__Problem to work on__. Lay out the stretch of the listing below that opens with the line containing "Please indicate the paved" and runs through the end of the listing, both ends included, as a JSON list of strings with one string per line and blank lines left out.

○ ○ ○ ○ ○

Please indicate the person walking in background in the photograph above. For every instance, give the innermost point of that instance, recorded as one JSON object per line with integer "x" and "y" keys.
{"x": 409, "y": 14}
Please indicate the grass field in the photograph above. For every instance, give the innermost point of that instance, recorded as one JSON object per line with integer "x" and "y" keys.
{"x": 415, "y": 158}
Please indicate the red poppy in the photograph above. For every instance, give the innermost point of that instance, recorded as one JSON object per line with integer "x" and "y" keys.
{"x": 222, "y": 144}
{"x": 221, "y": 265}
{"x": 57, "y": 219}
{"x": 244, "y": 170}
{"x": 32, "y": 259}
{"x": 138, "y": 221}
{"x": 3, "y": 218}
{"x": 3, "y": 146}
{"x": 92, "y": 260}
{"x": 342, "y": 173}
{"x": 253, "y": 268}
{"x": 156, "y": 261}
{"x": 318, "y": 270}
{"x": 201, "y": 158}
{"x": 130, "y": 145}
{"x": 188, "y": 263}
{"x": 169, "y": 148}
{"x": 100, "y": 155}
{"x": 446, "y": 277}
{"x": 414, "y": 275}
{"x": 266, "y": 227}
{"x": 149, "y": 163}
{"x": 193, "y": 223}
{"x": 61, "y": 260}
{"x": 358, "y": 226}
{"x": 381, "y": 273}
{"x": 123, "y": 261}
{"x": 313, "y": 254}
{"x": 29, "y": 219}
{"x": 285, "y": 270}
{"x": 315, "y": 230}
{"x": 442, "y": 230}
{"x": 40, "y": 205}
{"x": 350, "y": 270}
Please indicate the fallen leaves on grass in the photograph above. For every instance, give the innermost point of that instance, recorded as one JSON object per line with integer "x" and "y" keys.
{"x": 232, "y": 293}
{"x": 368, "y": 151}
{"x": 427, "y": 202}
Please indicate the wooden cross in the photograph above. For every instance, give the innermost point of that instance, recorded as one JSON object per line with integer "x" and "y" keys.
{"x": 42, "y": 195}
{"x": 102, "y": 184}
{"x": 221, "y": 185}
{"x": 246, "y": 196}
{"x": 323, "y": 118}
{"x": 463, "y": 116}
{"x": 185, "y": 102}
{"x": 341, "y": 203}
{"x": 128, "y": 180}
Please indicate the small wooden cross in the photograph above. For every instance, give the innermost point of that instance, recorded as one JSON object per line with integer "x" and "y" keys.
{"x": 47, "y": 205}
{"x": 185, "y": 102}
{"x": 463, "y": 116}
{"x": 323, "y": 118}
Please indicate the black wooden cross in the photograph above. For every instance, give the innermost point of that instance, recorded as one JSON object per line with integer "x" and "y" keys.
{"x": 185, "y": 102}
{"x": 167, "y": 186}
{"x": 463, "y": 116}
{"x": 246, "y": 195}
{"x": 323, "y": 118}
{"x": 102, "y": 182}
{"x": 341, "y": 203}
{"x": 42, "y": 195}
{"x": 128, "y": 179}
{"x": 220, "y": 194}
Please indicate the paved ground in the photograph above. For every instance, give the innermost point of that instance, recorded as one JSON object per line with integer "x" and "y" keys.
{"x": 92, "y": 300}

○ ○ ○ ○ ○

__Answer to the task__.
[
  "Please indicate the paved ground in the photograph above. For every instance, give the innermost point of that instance, recorded as one JSON object per line with integer \"x\" and \"y\" keys.",
  "{\"x\": 92, \"y\": 300}"
]